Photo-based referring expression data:
========================================
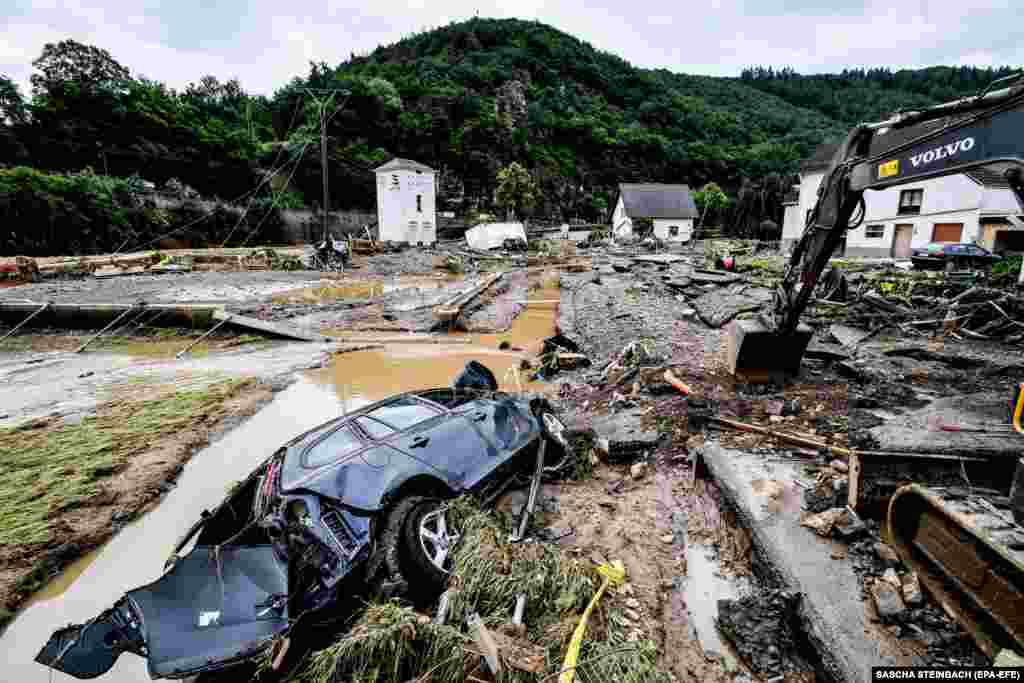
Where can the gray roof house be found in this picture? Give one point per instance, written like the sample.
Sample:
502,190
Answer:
670,208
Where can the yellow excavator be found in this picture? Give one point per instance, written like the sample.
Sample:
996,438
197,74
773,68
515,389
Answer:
967,549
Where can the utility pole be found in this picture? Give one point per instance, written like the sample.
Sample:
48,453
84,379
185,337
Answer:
325,119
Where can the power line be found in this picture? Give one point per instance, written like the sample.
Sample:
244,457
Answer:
251,194
298,162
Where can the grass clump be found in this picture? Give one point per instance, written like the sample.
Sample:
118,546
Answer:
392,643
51,467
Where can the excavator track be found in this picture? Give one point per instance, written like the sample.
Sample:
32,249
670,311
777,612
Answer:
969,555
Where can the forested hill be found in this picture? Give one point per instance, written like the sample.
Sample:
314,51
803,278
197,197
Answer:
862,95
467,98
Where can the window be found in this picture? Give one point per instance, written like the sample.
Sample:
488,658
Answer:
909,201
875,231
403,413
375,428
330,449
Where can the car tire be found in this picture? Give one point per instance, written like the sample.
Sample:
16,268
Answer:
425,547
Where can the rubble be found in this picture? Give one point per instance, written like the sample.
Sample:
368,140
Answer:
888,601
623,436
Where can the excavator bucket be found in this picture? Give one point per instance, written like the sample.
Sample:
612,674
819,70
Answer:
757,352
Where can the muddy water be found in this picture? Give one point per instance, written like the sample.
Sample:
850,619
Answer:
702,588
375,374
135,556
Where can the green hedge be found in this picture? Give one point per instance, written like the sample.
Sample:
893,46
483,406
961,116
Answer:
44,214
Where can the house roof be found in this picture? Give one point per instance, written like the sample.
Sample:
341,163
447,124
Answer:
988,178
650,200
821,158
398,164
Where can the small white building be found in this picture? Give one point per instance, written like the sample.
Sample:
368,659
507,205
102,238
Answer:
407,198
670,209
974,207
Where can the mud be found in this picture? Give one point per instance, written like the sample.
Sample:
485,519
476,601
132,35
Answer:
135,556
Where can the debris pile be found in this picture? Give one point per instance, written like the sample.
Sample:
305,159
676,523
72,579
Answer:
478,639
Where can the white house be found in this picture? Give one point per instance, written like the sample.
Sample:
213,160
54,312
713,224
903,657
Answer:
974,207
406,202
670,209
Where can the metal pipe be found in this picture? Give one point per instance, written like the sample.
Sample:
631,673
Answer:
520,608
208,333
22,324
109,326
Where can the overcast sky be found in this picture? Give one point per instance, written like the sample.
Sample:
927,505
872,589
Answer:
265,43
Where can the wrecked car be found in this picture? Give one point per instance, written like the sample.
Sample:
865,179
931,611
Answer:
352,507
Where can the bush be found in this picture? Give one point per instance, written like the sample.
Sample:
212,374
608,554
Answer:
56,214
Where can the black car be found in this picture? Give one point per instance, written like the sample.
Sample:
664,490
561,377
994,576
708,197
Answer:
354,506
939,256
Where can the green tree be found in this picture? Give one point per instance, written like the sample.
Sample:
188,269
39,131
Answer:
69,60
12,108
516,189
710,198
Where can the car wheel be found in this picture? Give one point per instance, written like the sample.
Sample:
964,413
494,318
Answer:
427,544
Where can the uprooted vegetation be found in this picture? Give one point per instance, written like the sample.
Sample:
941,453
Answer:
64,480
392,643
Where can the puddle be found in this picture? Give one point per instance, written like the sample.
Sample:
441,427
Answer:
340,290
376,374
135,556
702,588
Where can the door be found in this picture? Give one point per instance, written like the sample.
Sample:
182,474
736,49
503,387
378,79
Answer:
901,241
213,607
947,232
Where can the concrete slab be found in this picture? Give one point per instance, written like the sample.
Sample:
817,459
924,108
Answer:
832,610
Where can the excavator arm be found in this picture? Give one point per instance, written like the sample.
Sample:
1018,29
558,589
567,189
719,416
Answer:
983,131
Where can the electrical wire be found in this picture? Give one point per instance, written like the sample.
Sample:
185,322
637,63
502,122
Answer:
242,197
298,162
270,177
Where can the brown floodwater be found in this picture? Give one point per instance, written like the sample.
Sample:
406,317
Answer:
135,556
374,374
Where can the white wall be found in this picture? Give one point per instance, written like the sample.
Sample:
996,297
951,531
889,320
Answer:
621,223
685,228
998,201
858,245
953,193
794,221
397,215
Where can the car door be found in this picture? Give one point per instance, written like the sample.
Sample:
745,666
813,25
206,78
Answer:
213,607
427,432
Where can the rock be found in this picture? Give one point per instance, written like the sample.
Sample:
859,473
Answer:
886,554
823,522
623,435
849,524
911,590
887,601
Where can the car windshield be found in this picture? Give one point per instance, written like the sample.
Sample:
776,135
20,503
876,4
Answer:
403,413
330,449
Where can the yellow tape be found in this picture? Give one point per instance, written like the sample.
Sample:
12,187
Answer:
1017,411
614,574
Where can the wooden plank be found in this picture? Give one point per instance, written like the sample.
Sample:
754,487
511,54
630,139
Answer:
263,327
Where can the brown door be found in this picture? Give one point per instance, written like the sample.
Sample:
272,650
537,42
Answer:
901,241
947,231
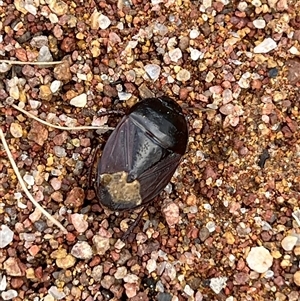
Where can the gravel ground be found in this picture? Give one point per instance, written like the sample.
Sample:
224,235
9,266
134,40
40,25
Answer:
227,227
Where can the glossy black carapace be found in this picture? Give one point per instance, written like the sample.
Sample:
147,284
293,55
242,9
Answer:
141,154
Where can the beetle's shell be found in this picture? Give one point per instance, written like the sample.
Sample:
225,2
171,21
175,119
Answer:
141,154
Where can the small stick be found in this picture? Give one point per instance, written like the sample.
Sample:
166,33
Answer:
87,127
30,63
296,218
30,197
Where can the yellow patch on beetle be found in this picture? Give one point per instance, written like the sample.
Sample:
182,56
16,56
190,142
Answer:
120,190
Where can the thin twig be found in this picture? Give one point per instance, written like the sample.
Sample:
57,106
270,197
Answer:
67,128
30,63
296,218
30,197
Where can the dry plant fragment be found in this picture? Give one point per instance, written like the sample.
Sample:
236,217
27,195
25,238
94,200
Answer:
10,62
29,195
106,128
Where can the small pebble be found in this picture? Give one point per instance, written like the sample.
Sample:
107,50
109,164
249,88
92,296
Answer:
188,290
120,273
6,236
259,259
209,77
97,272
45,55
104,22
59,151
56,293
211,226
297,278
183,75
3,282
82,250
16,130
79,222
175,55
55,85
289,242
153,71
194,33
101,244
217,284
151,265
29,179
171,212
66,262
58,7
195,54
8,295
79,101
265,46
259,23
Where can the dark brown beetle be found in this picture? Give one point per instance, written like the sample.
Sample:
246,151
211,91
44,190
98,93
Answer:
141,154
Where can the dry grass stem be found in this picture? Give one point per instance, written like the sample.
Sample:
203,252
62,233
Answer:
30,63
86,127
21,181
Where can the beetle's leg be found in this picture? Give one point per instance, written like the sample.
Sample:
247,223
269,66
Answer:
111,112
134,224
94,158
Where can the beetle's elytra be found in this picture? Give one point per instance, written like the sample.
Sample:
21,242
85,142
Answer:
141,154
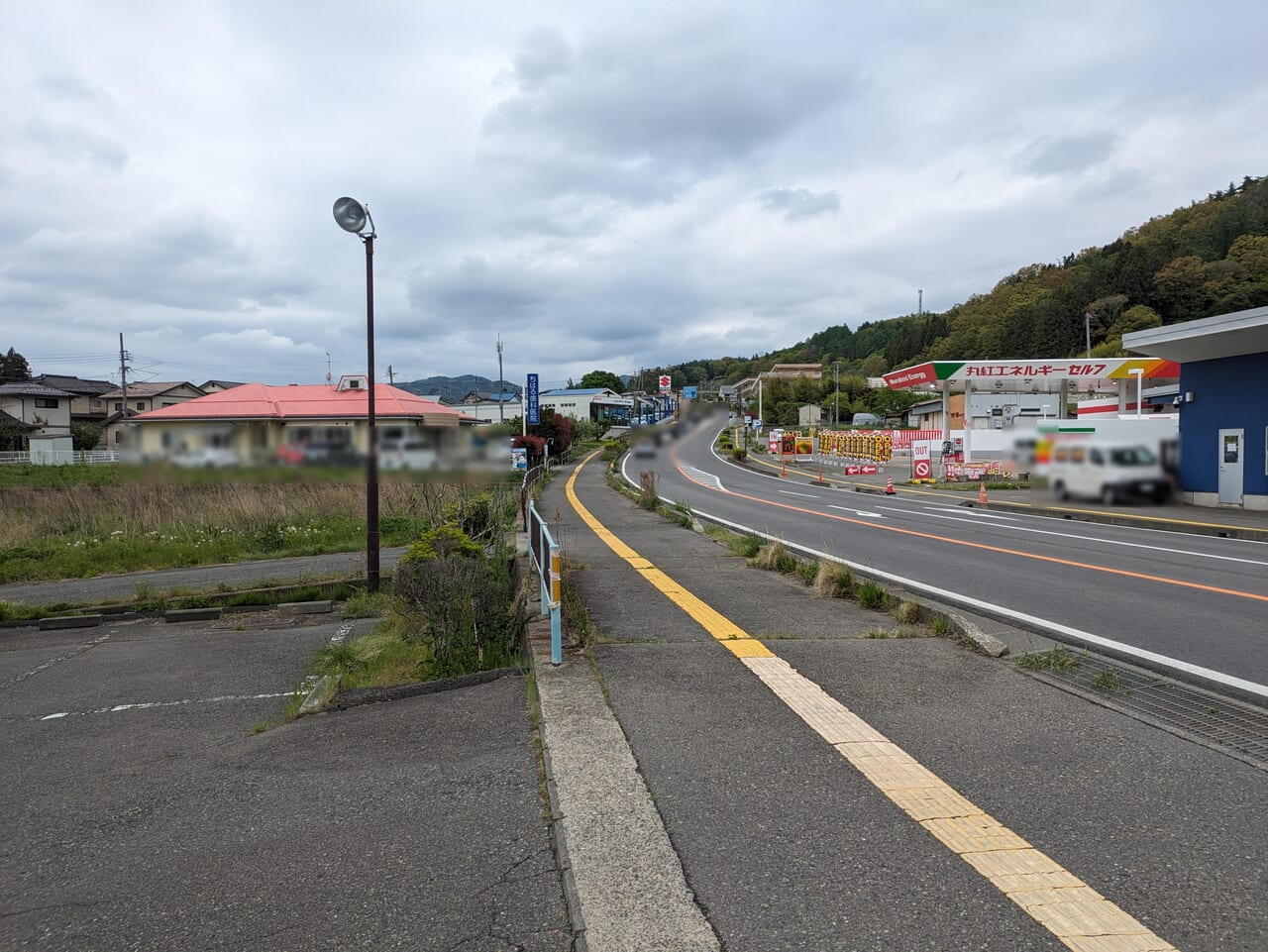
========================================
PROMPT ▸
Repeat every record above exactly. Omit the pictures.

FINISHED EXERCISE ▸
Where can the gray roof house be found in this picture? Give one point per instance, written like the sample.
Sample:
502,190
Answer:
670,208
Where can the yellow excavator be found in this picture? Give one point per instance, written like the sample.
Sample:
996,438
197,74
773,68
515,389
Answer:
967,549
Where can the utility pole be found in this picture? Give one point per instance, written like the sample.
Sample:
48,453
84,379
185,337
Answer:
325,119
Where can the power line be found in this picture? Give one point per instance, written like the sample.
Sample:
244,457
Answer:
251,194
298,162
Where can the grass clump be found in this picture? Give one point per instance, written like the sample.
Sample:
118,546
Answer:
392,643
51,467
Where can the excavator track be found in this picture? Give one point per instance, written like the sample.
Sample:
32,249
670,311
777,612
Answer:
969,555
Where can the forested hill be found in this picture? Give one point per instance, written like the sample.
Sample:
314,51
803,278
197,197
Answer:
862,95
467,98
Where can the window be found in this picture? Give one point per instance, written like the sample.
Sample:
488,658
Answer:
909,201
875,231
403,413
375,428
330,449
Where can the car tire be found in this picture? Give one point per instance, written like the sample.
Sample:
16,268
Answer:
425,547
Where can the rubble be found in this picture? Give one point per instance, written like the sample.
Sample:
368,140
Answer:
888,601
623,436
Where can the excavator bucket be found in this picture? Give one point per instance, written like the sample.
Sample:
612,674
819,70
Answer:
757,352
Where can the muddy water be found in this picture? Give one point per instance, written like the sample.
Sample:
850,619
Answer:
702,588
375,374
135,556
Where can the green hedge be found in this picture? Give one point per instance, written like the sample.
Sample:
893,46
483,406
961,116
Answer:
44,214
Where can the house roof be found in this picture? Give one point per instance, written like the sample.
Sample:
341,163
447,124
Answer:
988,178
650,200
821,158
398,164
Where can the small white building be found in this picture? Give one point per instance, written like the sample.
Sample:
368,659
507,205
102,238
Answer:
407,198
670,209
974,207
Where can the mud be found in this picture? Give one point per instance, written like the sample.
Sample:
485,519
476,601
132,35
Answer:
135,556
Where can the debris pile be found in this picture? Give one point per instance, written like the sample.
Sample:
305,159
676,523
72,579
Answer:
478,639
Where can the white house be found in this picture? Give one point per instance, written like the sample.
Sample:
213,160
54,312
713,224
903,657
Answer:
974,207
406,202
670,209
Where can the metal pipe be found in this picture? Give one point per instance, written like the sample.
Sample:
631,673
Answer:
520,608
208,333
22,324
109,326
Where can the overcast sky be found in this picture? Give one point per instance, written like the sample.
Sample:
927,505
872,589
Answer:
265,43
Where can the wrecked car be found in this picture? Give one point per instance, written like the sample.
Sample:
865,179
931,611
Answer:
352,507
Where can the bush be found in this picture? Give one point per instance, written like the sample.
Sample:
212,374
608,554
Answer:
56,214
Where can the black car be found in this picture? Give one point per instance, written like the sample.
Sample:
664,490
561,377
994,576
708,197
Answer:
354,506
939,256
Where can the green tree be found in this picture? Give one point per instance, written like the sample.
Sample:
188,269
39,131
Answer:
69,60
12,108
516,189
710,198
Where can the car wheel be found in this picture? Give one point per instance, written like the sample.
Sample:
964,413
494,318
Answer:
427,544
Where can the uprooted vegetation be found in this picture? Give one point per instance, written like the sample.
Sample:
941,453
Answer:
64,480
392,643
Where can the puddle be found in this picture? Give one point per instance, written like the sample.
Sample:
441,427
Answer:
340,290
376,374
135,556
702,588
Where can the door be found in this picture? Give one point per instance, written like the sample.
Sample:
182,474
736,49
503,387
378,79
Answer:
901,241
213,607
947,232
Where can the concrete slab be found in this picture? Give one point per instance, written like the sample.
Sample:
817,459
924,108
Answer:
832,610
Where can the excavator arm be found in this picture? Give one point per instance, written like the sample.
Sample:
1018,29
558,589
567,189
719,416
Answer:
983,131
Where can the electrical wire be found in this picture? Give one point per instance, written like the sample.
Sample:
185,322
637,63
502,122
Answer:
242,197
298,162
270,177
Where can the brown floodwater be found in this picture? Give one point per instance, written like the sample.
Sample:
406,317
Answer:
135,556
374,374
Where can the white wall be found in this picture? Give one point per instance, written like the sample.
Sample:
996,297
951,531
889,320
Answer:
621,223
685,228
998,201
858,245
953,193
794,221
397,215
Where can the car door be found in this picture? Give one point per instance, written like the sample.
Sample:
745,666
813,25
206,78
Answer:
213,607
427,432
Where can the rock be found in this picture? Give one point per instance, written like the sample.
Sample:
859,473
Answer:
886,554
823,522
623,435
849,524
911,590
887,601
Where can the car windshield be found in this picture? Give one point per instance, written like the sample.
Sample:
776,135
20,503
876,4
Answer:
403,413
330,449
Where can the yellow tape be found in this picture? Give one point per instance, written like the sample.
Sample:
12,187
Answer:
1017,411
614,574
Where can the wooden plank be found in this picture? Give one point per instance, written like the sample.
Sample:
754,487
511,54
630,139
Answer:
263,327
Where can the brown door be found in this picture? Give one point per instance, written like the sample.
Sample:
272,650
537,42
Answer:
901,241
947,231
Where can the gravel ground be found in this picture? Give one point per instance, written like the sample.
Sample:
224,235
9,266
134,40
40,25
Answer:
227,227
Where can the glossy black carapace be found in this picture? Give one point per instance, written like the sample.
Sample:
147,284
293,55
242,9
Answer:
141,154
Where can the beetle's shell be found in this picture? Give one point per instance, written like the sample.
Sample:
225,2
171,21
175,119
Answer:
141,154
Where can the small stick be found in this picture? Give one point per instance, written like the sample.
Sample:
166,33
Answer:
87,127
30,63
296,218
30,197
Where can the yellow patch on beetle be found in this picture? Give one point per instance, written like the sample.
Sample:
182,56
16,56
190,142
Answer:
120,190
Where can the thin twig be found in this picture? Give one point per instance, written like the sample.
Sample:
57,106
270,197
Answer:
67,128
30,63
296,218
30,197
Where can the dry plant fragment be found in this picture? Give one point per instance, written like the sample.
Sample:
236,217
27,195
25,238
94,200
Answer:
10,62
29,195
106,128
Where can the small pebble be found in this picture? Give one point per instance, written like the sample.
Sample:
107,50
109,164
249,88
92,296
Answer:
188,290
120,273
6,236
259,259
209,77
97,272
45,55
104,22
59,151
56,293
211,226
297,278
183,75
3,282
82,250
16,130
79,222
175,55
55,85
289,242
153,71
194,33
101,244
217,284
151,265
29,179
171,212
66,262
58,7
195,54
8,295
79,101
265,46
259,23
Where can the dark brown beetle be found in this picture? Give one point per instance, written like the sample.
Sample:
246,151
211,91
44,190
98,93
Answer:
141,154
Where can the dry grass stem be found in this picture? Give one point per instance, written like the sample.
Sample:
203,252
62,233
Answer:
30,63
86,127
21,181
Where can the beetle's leg be found in this picture? Give one point per instance, written like the sample.
Sample:
247,223
269,66
Answer:
111,112
134,224
94,158
Where can the beetle's elytra be found in this picture? Give one point per instance, written like the sample.
Sample:
21,242
85,142
Answer:
141,154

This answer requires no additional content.